What is expected: Lay out the listing as a Markdown table with the columns Row and Text, starting at the beginning of the listing and stopping after the line that contains "rough mask: <svg". Give each line its row number, skip blank lines, and leave out the pictures.

Exercise input below:

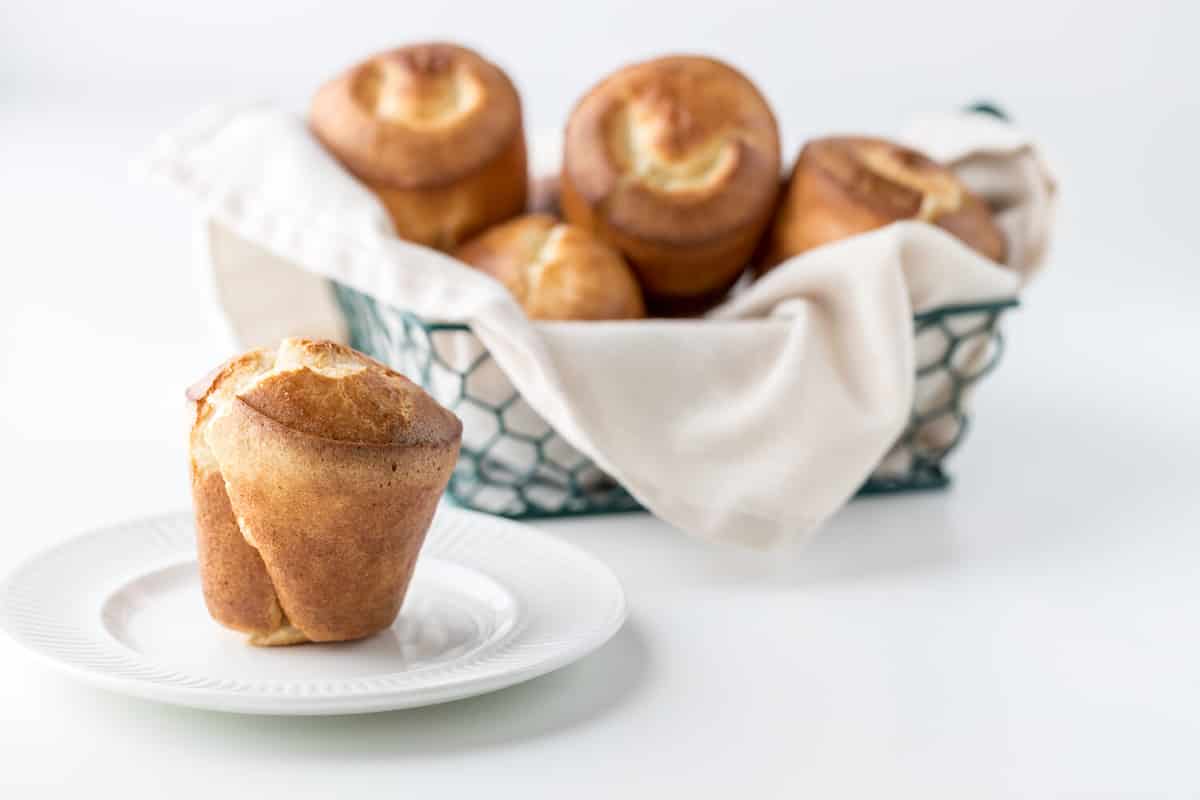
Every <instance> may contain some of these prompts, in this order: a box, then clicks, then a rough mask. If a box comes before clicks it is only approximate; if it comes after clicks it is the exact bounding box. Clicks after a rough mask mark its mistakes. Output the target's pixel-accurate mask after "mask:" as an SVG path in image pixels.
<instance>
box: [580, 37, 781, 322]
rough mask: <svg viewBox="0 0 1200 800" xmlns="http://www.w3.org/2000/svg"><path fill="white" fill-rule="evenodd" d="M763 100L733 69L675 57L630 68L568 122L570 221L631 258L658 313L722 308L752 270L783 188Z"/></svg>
mask: <svg viewBox="0 0 1200 800" xmlns="http://www.w3.org/2000/svg"><path fill="white" fill-rule="evenodd" d="M779 176H780V155H779V131H778V127H776V124H775V116H774V114H773V113H772V110H770V107H769V106H768V104H767V101H766V100H764V98H763V96H762V95H761V94H760V92H758V90H757V89H756V88H755V85H754V84H752V83H750V80H749V79H746V77H745V76H743V74H742V73H740V72H738V71H737V70H734V68H732V67H730V66H728V65H726V64H722V62H720V61H715V60H713V59H707V58H701V56H688V55H676V56H667V58H661V59H655V60H653V61H646V62H643V64H637V65H634V66H629V67H625V68H624V70H620V71H618V72H616V73H614V74H612V76H610V77H608V78H606V79H605V80H602V82H601V83H600V84H599V85H596V86H595V88H594V89H592V91H589V92H588V94H587V95H586V96H584V97H583V100H582V101H580V103H578V106H576V108H575V110H574V112H572V113H571V118H570V121H569V122H568V125H566V139H565V144H564V160H563V178H562V206H563V212H564V216H565V217H566V221H568V222H571V223H574V224H577V225H581V227H583V228H587V229H588V230H592V231H594V233H595V234H598V235H599V236H600V237H601V239H604V240H605V241H607V242H610V243H611V245H613V246H614V247H616V248H617V249H619V251H620V252H622V253H624V254H625V257H626V258H628V259H629V260H630V263H631V264H632V266H634V270H635V271H636V272H637V277H638V279H640V281H641V283H642V288H643V289H644V290H646V299H647V303H648V305H649V306H650V309H652V311H654V312H658V313H689V312H695V311H700V309H703V308H704V307H707V306H710V305H714V303H715V302H718V301H719V300H720V299H721V297H722V296H724V295H725V293H726V291H727V290H728V289H730V287H732V285H733V283H734V282H736V281H737V278H738V276H739V275H740V272H742V271H743V269H744V267H745V265H746V263H748V261H749V259H750V255H751V253H752V252H754V249H755V246H756V243H757V242H758V239H760V236H761V234H762V231H763V229H764V228H766V225H767V223H768V221H769V217H770V212H772V207H773V204H774V198H775V193H776V191H778V188H779Z"/></svg>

End of Exercise input.

Result for this task:
| Row | Text |
|---|---|
| 1 | Every <instance> may contain some of these prompts, in this order: a box, then clicks, then a rough mask. If a box comes before clicks it is only approximate; if it comes after clicks it is the exact bounding box. Clicks after a rough mask mark its mistakes. Output the target's pixel-accurate mask after "mask:" as an SVG path in image pixels. |
| 2 | <instance> |
| 3 | box: [580, 37, 781, 322] |
| 4 | rough mask: <svg viewBox="0 0 1200 800" xmlns="http://www.w3.org/2000/svg"><path fill="white" fill-rule="evenodd" d="M763 100L733 69L675 57L630 68L568 122L570 221L631 258L658 313L722 308L752 270L783 188Z"/></svg> |